◆ TEXTO ORIGINAL ◆
━━━

Usted es, dentro del pensamiento crítico español, una figura con seguimiento en América Latina, aun sintiéndose intensamente europeo. Desde una perspectiva que aúna las dos orillas del Atlántico, ¿cuáles son a su juicio las grandes cuestiones pendientes de nuestro tiempo?

        A mi buen entender como universitario, tratando de ver las cosas con perspectiva diacrónica y salvando la paradoja de la emergencia mundial antiterrorista, la justificación del Estado nación vigente es, a mi juicio, el gran tema de nuestro tiempo. La cuestión que cabe plantearse es cómo puede ser que el Estado más poderoso del mundo, en la época histórica de mayor control y dominio humano sobre la naturaleza que haya existido jamás, pueda sentirse amenazado por un grupo terrorista compuesto por unos cuantos fanáticos extranjeros y reaccionar como reaccionan los estados. Esto nos lleva a preguntarnos hasta qué punto puede darnos el Estado lo único que parecía justificarlo hasta hace bien poco, es decir, hasta qué punto puede darnos seguridad. Yo creo que el Estado ya no puede entenderse como el detentador del monopolio de la violencia legítima. En un mundo de libre circulación y acceso, la seguridad la encontraremos cada vez más en lo transportable y no en lo "estático", es decir, más en la familia, la cultura y la religión y menos en el Estado. Sí. Creo que el Estado hay que repensarlo y que su futuro va a ser muy distinto de su presente. Será un futuro con mucho menos Estado y en el que no podremos marcar las fronteras con líneas de colores en los mapas.

En Comunitarismo (Madrid, LaCaja, 2003), uno de los libros que ha publicado este año, usted postula la vuelta a la comunidad mediante una reflexión sobre la identidad colectiva. ¿Tiene esto alguna relación con los nacionalismos en España o en otros países de Europa?

━━━

◆ LOS DATOS ◆
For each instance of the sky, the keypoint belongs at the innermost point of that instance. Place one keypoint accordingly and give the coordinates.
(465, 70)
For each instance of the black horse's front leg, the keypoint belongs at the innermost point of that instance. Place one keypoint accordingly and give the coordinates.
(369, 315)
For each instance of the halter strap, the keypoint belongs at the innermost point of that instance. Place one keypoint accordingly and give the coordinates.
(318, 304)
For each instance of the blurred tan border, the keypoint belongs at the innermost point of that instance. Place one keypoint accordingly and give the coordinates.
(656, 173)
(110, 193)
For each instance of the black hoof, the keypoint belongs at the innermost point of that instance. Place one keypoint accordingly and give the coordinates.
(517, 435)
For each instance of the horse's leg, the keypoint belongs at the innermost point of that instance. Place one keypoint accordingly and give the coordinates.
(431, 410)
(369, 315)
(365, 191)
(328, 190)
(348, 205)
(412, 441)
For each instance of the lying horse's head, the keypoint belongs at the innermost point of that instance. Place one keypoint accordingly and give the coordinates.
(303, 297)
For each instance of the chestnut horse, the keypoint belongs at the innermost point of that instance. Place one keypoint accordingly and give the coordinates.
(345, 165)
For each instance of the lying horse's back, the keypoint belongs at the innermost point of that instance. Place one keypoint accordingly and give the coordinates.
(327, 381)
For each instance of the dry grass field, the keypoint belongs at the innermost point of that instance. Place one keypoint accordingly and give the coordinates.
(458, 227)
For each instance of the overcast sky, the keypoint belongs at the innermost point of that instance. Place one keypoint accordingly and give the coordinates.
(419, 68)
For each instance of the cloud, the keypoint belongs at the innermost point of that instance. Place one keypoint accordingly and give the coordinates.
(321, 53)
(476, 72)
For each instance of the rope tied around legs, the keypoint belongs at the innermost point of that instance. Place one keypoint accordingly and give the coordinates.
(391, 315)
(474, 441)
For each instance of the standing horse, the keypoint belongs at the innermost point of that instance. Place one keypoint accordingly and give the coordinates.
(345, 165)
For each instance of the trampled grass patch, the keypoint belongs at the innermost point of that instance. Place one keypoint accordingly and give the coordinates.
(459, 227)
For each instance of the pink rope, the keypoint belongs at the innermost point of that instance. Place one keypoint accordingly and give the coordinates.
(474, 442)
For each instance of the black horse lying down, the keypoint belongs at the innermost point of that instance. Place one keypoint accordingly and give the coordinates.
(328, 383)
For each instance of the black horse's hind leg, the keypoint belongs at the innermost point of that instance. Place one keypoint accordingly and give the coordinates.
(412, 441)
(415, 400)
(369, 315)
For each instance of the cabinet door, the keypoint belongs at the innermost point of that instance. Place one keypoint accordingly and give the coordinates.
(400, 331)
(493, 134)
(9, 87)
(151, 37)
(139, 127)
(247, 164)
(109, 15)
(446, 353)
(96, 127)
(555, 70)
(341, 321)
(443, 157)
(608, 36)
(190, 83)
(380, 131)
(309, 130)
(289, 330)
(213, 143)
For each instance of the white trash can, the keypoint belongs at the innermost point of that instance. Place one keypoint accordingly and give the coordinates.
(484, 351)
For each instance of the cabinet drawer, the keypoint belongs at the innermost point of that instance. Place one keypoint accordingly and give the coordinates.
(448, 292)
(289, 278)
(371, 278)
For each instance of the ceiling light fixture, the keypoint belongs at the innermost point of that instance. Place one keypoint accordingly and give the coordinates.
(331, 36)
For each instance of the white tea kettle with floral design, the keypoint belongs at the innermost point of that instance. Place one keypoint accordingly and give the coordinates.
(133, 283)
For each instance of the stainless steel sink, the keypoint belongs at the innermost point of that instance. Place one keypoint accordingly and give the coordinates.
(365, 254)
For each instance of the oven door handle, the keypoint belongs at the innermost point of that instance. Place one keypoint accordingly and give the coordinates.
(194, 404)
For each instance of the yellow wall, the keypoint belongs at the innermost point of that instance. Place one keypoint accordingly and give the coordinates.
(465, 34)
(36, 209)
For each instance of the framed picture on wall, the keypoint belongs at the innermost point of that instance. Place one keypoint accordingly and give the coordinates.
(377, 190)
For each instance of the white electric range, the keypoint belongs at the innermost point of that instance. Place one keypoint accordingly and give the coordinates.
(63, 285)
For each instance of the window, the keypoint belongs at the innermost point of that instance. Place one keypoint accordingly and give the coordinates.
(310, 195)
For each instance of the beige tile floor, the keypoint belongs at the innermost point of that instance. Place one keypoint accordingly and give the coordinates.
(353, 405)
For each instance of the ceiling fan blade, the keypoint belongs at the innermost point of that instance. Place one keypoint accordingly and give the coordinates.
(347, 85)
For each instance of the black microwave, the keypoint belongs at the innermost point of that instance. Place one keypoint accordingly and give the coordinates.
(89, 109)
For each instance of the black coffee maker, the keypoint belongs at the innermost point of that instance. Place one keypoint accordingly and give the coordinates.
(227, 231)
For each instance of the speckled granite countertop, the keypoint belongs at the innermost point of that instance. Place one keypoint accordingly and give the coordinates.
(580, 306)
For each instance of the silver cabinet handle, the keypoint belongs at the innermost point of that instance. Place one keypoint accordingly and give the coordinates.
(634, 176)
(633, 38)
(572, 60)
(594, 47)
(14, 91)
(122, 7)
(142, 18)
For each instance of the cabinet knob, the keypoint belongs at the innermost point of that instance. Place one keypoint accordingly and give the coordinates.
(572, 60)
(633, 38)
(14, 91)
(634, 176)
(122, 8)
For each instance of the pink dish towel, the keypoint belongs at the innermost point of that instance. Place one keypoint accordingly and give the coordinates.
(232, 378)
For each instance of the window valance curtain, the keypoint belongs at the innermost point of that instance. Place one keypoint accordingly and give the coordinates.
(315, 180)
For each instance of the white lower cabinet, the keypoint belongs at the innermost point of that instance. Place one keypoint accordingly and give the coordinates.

━━━

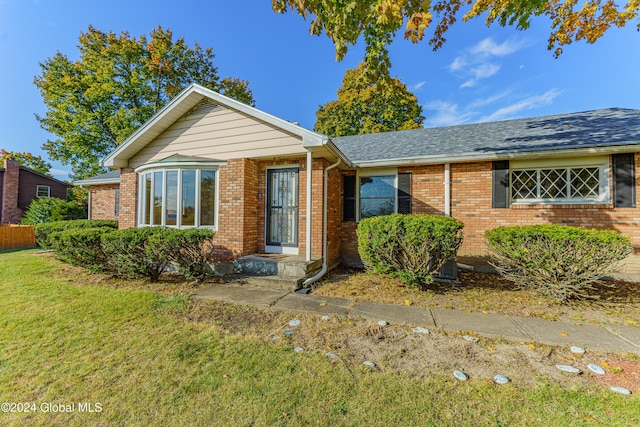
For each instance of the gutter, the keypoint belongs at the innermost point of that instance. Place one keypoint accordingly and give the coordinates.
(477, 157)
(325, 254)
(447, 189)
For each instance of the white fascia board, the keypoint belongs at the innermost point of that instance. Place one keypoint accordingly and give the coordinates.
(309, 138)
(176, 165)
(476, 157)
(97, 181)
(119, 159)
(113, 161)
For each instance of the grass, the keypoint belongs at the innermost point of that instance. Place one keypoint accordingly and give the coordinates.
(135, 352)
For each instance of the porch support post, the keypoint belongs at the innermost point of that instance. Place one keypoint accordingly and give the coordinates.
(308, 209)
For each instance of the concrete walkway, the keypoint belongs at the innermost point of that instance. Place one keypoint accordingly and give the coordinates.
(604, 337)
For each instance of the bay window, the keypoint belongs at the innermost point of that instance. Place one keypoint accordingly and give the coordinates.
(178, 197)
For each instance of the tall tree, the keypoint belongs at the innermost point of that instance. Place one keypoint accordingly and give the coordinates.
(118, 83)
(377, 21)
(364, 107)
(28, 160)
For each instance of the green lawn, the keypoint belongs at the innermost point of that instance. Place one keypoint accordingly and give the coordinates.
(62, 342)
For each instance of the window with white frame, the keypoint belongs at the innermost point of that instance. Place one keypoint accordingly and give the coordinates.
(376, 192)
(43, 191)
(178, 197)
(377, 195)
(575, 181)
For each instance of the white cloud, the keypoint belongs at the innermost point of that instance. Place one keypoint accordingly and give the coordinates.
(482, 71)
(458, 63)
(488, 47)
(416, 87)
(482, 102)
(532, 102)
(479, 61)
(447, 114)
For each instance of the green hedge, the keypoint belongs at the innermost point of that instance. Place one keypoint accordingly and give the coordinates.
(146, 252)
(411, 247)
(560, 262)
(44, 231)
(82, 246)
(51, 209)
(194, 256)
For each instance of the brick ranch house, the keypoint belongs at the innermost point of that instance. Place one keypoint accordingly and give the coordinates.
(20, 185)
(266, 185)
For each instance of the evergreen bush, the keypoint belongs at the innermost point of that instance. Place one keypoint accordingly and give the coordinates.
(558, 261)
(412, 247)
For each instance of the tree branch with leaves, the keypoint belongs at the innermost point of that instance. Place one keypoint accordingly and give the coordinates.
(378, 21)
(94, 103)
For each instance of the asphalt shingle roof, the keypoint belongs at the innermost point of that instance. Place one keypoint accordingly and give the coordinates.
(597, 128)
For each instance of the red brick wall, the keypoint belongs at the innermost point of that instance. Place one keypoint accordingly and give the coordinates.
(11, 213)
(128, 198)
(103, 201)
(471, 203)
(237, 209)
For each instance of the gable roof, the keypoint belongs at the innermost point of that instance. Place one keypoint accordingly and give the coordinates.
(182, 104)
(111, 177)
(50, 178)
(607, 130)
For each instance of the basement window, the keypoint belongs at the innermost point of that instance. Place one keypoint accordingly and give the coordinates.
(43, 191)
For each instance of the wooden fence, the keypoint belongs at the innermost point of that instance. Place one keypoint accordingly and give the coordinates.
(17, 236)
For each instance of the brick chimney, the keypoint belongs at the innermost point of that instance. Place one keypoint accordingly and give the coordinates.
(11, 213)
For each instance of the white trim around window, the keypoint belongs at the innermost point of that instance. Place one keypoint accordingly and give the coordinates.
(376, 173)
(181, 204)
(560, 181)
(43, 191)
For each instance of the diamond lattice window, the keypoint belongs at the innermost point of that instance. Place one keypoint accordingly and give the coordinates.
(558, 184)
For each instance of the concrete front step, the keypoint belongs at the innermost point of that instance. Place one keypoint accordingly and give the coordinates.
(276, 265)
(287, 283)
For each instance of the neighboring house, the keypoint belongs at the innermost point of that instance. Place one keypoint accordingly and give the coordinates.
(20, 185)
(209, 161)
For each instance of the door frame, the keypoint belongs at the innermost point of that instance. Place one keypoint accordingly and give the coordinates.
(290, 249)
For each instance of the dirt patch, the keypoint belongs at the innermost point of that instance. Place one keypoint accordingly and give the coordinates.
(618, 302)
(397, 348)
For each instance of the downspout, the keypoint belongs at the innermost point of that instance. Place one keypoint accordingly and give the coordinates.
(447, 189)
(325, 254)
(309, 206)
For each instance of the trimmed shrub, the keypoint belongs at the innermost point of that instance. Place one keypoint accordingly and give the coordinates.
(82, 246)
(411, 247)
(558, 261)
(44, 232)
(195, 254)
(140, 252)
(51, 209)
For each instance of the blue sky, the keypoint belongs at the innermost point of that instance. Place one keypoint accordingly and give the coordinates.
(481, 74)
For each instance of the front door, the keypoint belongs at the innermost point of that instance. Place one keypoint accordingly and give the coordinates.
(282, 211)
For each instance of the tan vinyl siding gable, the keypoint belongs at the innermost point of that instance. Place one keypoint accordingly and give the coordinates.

━━━

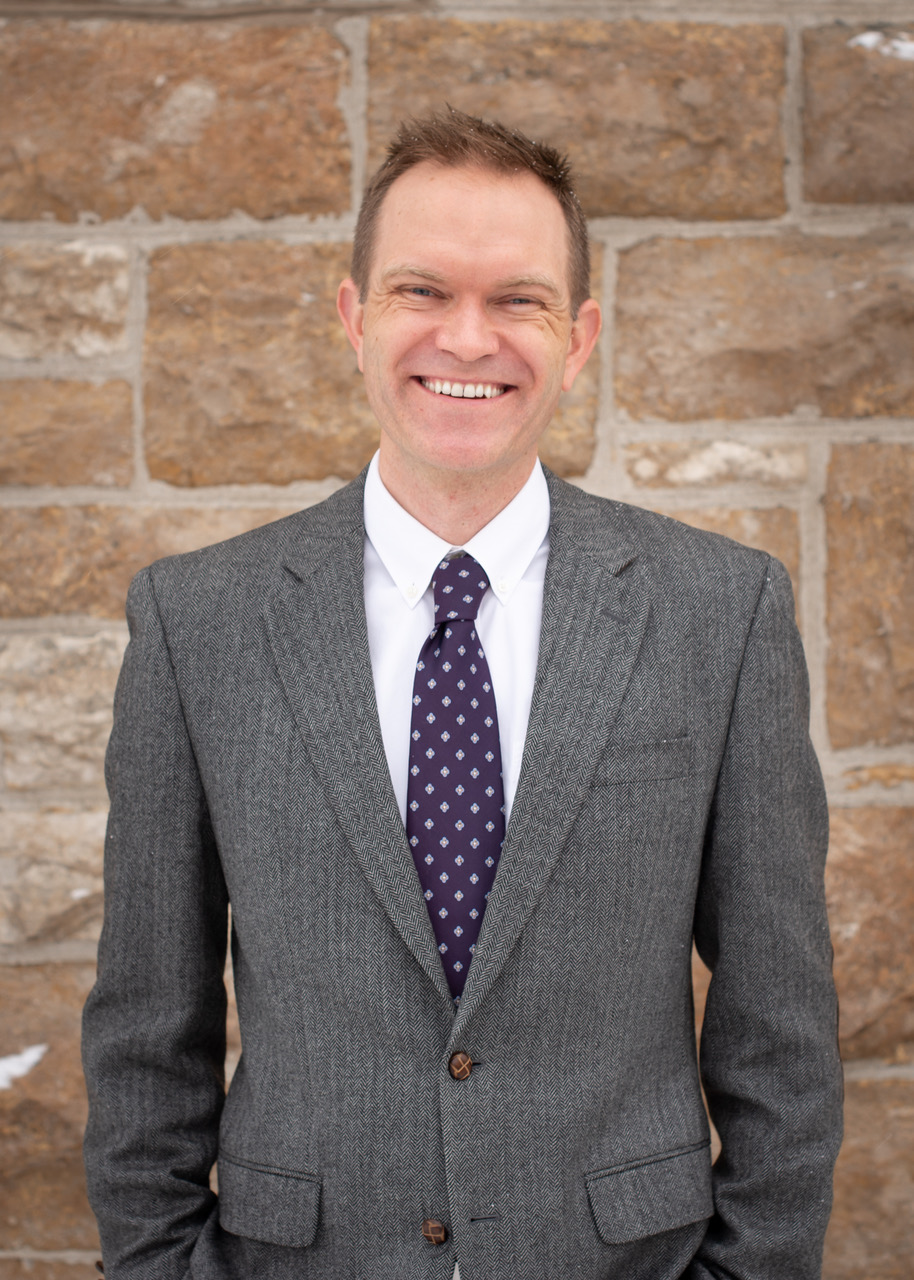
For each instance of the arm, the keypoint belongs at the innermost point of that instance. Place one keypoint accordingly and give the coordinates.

━━━

◆ EJERCICIOS ◆
1. Indica si cada frase coincide con lo que dice la entrevista, respondiendo sí o no y citando las palabras exactas que lo deciden: (a) El entrevistado piensa que el Estado sigue siendo el detentador del monopolio de la violencia legítima. (b) Según el entrevistado, la seguridad se encontrará cada vez más en la familia, la cultura y la religión. (c) El libro Comunitarismo se publicó en Barcelona.
2. Copia tal cual el fragmento de la entrevista que empieza en las palabras «En Comunitarismo (Madrid, LaCaja, 2003), uno» y termina después de «países de Europa?».
El material no tiene relación con la entrevista.

◆ RESPUESTAS ◆
1.
(a) No: «Yo creo que el Estado ya no puede entenderse como el detentador del monopolio de la violencia legítima.»
(b) Sí: «más en la familia, la cultura y la religión y menos en el Estado»
(c) No: «Comunitarismo (Madrid, LaCaja, 2003)»

2.
En Comunitarismo (Madrid, LaCaja, 2003), uno de los libros que ha publicado este año, usted postula la vuelta a la comunidad mediante una reflexión sobre la identidad colectiva. ¿Tiene esto alguna relación con los nacionalismos en España o en otros países de Europa?